**Task directions:**
Locate every line in the records below that contains the word "would", and copy each one.

(Collected data entries)
******

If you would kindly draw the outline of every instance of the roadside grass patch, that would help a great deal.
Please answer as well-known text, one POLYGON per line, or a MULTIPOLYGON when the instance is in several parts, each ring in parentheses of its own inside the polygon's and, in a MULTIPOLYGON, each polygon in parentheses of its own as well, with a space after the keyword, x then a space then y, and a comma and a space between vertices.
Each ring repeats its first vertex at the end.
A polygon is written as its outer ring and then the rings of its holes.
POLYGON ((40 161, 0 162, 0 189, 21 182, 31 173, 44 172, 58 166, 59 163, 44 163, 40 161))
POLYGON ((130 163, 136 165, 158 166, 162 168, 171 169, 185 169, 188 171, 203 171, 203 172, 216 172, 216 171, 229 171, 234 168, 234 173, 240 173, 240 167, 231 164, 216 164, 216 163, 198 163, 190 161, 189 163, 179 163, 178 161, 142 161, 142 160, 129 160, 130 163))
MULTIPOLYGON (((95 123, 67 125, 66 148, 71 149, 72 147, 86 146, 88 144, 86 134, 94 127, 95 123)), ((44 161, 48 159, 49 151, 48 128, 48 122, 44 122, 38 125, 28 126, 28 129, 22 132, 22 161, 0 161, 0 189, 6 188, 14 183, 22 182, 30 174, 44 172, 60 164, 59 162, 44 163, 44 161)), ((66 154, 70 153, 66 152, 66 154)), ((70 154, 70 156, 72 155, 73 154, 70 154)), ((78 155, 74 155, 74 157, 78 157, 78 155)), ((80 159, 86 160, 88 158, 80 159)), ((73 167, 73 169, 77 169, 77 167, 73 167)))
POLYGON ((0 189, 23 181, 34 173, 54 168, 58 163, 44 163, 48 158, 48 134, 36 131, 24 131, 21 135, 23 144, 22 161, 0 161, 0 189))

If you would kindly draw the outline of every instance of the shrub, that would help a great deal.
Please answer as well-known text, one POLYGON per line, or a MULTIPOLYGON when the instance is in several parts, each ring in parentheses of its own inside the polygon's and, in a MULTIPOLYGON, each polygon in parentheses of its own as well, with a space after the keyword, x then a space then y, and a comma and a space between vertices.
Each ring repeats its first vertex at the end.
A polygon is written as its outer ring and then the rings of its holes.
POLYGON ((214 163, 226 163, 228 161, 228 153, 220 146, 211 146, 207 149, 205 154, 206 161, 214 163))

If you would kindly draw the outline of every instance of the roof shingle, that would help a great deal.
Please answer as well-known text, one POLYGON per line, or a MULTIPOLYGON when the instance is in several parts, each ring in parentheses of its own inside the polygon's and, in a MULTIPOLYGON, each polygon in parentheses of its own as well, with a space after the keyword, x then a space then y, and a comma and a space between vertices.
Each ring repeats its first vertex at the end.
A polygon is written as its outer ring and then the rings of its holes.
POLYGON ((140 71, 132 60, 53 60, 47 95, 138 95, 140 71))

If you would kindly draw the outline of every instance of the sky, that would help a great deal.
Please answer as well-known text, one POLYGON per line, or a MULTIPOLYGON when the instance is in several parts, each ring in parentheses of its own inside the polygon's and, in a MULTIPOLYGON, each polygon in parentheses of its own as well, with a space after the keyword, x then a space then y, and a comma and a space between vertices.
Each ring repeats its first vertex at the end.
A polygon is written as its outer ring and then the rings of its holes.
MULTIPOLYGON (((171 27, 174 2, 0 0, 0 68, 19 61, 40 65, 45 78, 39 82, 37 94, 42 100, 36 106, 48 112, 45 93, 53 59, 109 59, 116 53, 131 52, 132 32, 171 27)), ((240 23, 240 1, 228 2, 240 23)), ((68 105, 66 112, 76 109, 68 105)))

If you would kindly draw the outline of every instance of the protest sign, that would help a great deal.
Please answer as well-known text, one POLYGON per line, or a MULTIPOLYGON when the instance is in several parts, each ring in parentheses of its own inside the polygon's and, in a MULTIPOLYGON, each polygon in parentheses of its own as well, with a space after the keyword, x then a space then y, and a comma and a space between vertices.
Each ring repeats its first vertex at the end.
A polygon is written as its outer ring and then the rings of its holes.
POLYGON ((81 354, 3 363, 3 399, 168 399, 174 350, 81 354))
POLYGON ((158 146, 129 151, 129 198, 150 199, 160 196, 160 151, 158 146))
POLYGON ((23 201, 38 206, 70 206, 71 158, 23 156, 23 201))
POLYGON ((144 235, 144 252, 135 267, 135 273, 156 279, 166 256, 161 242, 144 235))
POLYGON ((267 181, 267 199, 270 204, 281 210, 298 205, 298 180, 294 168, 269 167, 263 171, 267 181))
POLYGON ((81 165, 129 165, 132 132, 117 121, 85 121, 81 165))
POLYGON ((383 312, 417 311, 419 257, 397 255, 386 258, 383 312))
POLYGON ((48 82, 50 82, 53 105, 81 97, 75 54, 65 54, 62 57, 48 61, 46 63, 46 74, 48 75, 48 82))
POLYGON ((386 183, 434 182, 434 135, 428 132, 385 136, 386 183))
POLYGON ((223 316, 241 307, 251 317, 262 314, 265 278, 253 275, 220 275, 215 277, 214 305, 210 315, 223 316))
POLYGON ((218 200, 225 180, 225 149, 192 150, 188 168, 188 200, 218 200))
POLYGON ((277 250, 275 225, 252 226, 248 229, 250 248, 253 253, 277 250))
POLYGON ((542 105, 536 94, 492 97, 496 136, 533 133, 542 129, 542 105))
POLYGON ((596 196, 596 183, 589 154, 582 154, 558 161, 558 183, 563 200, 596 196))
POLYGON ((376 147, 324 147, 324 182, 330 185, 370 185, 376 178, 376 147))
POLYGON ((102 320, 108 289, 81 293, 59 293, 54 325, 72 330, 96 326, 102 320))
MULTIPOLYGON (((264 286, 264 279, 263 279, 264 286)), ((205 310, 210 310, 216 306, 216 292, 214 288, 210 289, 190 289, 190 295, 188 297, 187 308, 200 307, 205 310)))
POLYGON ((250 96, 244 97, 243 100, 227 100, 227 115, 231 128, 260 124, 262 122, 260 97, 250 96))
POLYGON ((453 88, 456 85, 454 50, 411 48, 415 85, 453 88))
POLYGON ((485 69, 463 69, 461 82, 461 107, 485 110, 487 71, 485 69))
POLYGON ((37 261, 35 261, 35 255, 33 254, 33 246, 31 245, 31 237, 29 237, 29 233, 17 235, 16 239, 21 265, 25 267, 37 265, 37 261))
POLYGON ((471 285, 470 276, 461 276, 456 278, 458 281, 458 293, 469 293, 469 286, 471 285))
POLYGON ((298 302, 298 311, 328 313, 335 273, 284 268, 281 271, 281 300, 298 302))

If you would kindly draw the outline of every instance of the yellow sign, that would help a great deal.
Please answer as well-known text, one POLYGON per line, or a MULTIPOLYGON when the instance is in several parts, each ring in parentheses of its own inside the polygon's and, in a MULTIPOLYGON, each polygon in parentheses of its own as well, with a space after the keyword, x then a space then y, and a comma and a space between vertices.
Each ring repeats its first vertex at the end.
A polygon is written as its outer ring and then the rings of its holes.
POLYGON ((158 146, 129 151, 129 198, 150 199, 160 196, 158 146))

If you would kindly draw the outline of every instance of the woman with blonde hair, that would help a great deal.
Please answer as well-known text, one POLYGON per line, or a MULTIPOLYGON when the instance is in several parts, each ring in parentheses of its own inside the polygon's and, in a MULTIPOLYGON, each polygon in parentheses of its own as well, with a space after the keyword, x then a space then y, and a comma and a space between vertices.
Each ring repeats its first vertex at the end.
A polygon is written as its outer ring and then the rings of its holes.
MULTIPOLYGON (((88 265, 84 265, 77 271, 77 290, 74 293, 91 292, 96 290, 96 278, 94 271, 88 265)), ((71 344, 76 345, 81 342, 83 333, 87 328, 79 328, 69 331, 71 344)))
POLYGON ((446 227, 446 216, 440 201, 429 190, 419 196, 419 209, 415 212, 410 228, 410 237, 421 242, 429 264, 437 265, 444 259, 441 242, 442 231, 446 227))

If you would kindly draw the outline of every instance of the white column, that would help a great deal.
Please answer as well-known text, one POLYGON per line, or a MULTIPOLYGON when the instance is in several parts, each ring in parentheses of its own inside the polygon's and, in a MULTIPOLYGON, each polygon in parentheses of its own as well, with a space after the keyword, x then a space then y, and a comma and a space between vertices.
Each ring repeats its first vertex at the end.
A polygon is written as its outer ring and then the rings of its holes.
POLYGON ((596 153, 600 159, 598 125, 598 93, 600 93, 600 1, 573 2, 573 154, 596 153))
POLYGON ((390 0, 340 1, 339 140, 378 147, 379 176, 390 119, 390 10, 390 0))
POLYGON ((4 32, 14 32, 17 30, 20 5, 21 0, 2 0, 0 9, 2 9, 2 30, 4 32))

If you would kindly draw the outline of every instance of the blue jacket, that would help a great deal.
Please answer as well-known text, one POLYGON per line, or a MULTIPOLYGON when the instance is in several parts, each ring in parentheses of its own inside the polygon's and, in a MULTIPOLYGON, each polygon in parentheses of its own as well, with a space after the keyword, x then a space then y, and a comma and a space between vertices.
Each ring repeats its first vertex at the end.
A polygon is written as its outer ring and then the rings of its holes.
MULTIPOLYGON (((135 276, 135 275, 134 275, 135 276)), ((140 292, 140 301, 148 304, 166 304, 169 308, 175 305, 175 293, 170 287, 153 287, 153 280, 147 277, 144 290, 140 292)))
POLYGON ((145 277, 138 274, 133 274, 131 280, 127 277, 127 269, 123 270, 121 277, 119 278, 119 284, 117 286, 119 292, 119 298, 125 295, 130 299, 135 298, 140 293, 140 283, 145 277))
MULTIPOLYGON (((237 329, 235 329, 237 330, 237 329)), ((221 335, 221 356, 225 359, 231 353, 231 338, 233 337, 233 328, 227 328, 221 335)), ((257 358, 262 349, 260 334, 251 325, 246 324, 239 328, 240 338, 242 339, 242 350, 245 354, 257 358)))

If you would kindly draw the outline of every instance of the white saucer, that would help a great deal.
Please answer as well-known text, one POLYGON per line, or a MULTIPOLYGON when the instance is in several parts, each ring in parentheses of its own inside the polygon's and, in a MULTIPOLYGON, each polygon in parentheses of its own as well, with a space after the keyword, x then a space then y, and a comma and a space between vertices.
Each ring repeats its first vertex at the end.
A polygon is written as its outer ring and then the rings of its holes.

******

**Solution for this problem:**
If you would kindly draw the outline of every instance of the roadside grass patch, that would help a great deal.
If you would kindly draw the outline of every instance of the shrub, that would help a great deal.
If you would kindly draw the outline of every instance of the roof shingle, that would help a great deal.
If you would kindly draw the outline of every instance of the sky, that would help a great deal.
If you would kindly draw the outline of every instance of the protest sign, that would help a great deal.
If you would kindly draw the outline of every instance of the yellow sign, that would help a great deal.
If you would kindly draw the outline of every instance of the woman with blonde hair, that would help a great deal.
If you would kindly draw the outline of every instance of the white column, that would help a great deal.
If you would kindly draw the outline of every instance of the blue jacket, that would help a great deal.
If you would kindly draw the outline of every instance of the white saucer, that would help a great deal.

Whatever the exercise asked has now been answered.